→ Sağlanan veriler:
-=-=-=-=-

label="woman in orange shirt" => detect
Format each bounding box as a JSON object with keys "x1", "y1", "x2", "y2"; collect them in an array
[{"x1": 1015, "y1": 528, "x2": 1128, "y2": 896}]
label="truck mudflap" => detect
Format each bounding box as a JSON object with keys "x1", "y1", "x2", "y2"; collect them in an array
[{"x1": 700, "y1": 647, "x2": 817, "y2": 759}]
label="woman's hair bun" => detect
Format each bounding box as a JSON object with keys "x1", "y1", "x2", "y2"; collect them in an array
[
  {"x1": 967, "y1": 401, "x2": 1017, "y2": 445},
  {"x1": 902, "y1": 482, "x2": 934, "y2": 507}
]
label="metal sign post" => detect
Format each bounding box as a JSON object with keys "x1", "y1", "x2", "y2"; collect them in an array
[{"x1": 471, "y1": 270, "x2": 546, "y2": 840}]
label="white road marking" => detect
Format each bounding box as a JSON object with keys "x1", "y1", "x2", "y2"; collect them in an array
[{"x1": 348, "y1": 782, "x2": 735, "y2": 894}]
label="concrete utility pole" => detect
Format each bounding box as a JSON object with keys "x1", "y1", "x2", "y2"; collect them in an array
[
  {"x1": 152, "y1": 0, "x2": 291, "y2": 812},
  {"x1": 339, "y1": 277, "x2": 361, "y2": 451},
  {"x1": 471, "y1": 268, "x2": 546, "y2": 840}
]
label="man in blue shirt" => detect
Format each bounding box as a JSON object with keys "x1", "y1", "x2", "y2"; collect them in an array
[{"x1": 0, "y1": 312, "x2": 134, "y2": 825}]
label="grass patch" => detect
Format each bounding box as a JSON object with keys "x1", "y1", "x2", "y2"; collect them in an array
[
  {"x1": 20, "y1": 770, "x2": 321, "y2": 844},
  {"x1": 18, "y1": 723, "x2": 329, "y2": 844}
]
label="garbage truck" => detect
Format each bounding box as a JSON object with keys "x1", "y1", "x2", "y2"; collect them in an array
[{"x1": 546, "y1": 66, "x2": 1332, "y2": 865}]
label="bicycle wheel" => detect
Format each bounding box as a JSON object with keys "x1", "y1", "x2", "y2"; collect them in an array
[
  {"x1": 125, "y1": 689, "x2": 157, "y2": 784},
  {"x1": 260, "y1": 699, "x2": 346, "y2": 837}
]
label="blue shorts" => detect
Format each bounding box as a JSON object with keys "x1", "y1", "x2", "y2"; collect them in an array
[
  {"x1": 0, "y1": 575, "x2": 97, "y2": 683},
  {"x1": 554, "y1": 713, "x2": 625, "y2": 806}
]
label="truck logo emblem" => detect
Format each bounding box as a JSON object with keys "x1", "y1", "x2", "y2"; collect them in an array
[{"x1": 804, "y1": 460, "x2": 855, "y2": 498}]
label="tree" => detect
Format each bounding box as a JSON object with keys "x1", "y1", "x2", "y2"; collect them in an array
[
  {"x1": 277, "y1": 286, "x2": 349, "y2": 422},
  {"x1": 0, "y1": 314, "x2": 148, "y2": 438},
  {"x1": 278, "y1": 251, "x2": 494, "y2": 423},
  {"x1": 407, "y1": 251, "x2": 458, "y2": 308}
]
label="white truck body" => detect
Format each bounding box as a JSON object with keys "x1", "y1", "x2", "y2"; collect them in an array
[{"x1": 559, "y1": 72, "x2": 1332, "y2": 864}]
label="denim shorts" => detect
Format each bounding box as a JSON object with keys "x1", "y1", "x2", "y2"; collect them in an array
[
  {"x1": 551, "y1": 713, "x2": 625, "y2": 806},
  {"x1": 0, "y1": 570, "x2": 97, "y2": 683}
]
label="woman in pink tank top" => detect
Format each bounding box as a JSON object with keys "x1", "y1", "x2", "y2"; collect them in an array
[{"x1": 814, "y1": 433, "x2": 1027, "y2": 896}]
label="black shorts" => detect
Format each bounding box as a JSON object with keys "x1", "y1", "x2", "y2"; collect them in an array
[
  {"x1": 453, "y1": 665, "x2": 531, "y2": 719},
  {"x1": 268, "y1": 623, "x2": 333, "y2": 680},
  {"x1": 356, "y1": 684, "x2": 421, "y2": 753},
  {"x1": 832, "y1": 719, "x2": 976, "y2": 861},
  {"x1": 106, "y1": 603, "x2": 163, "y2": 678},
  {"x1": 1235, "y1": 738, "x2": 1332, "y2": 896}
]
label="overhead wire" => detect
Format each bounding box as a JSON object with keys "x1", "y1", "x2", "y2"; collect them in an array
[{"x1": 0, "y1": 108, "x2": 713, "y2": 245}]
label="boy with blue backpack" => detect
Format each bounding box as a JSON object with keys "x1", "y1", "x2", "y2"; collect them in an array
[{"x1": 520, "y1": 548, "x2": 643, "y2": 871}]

-=-=-=-=-

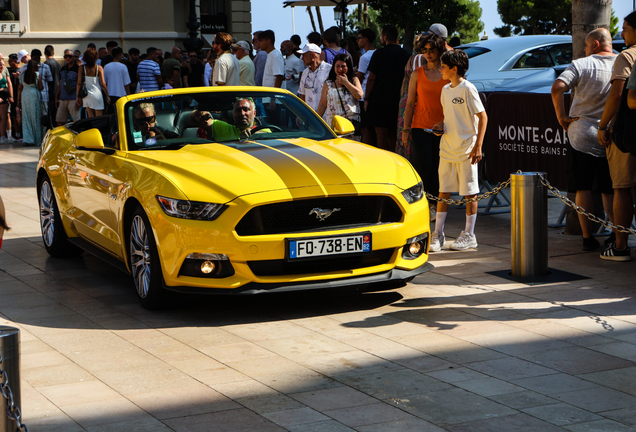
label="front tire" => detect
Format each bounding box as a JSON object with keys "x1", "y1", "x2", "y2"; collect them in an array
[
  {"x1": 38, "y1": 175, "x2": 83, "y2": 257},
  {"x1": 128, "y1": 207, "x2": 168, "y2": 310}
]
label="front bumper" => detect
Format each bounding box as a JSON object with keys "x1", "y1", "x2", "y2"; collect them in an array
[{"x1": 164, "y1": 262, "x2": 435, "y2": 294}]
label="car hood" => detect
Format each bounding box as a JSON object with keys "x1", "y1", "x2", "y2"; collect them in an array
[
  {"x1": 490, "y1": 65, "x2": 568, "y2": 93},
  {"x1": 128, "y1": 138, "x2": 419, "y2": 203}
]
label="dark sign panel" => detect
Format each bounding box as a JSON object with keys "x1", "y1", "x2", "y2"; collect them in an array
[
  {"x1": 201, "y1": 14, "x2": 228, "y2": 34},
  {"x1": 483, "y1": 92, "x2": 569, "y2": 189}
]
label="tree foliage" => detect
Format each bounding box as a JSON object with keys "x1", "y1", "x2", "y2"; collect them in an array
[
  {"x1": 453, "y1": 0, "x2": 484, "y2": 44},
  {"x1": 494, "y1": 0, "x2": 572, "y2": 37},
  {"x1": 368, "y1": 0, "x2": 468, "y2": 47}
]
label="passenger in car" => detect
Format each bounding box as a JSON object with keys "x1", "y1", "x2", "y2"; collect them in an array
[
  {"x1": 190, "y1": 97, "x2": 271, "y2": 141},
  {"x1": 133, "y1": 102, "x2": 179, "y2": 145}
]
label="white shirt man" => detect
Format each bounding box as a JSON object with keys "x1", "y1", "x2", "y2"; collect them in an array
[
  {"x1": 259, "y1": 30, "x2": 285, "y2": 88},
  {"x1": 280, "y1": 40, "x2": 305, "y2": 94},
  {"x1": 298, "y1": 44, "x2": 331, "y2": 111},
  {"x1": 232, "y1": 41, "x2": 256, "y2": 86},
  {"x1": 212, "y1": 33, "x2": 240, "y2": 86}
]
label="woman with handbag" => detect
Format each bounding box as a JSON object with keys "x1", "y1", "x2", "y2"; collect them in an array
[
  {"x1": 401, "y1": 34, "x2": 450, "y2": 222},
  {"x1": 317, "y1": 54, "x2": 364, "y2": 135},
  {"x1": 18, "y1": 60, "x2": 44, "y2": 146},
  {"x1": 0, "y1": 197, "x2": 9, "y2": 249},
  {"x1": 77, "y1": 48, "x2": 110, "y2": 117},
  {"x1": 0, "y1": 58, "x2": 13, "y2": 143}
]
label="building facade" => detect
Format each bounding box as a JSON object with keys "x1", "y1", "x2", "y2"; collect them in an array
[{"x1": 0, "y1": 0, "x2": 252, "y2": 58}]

-=-=-=-=-

→ Yapılacak iş:
Yukarıdaki malzemede "truck" dizesini içeren satırların sayısını belirtin. Yanıt olarak yalnızca sayıyı yazın.

→ Görev sonucu:
4